Stated task: Reproduce the lines that follow verbatim, without changing a single character.

---------- Records provided ----------

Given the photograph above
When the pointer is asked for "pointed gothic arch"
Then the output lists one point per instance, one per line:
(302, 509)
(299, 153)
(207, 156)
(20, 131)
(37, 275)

----------

Written solution:
Given the photograph above
When the pointer is asked for "pointed gothic arch"
Then the output lists one point per instance, one per line:
(302, 509)
(299, 153)
(207, 156)
(20, 131)
(37, 275)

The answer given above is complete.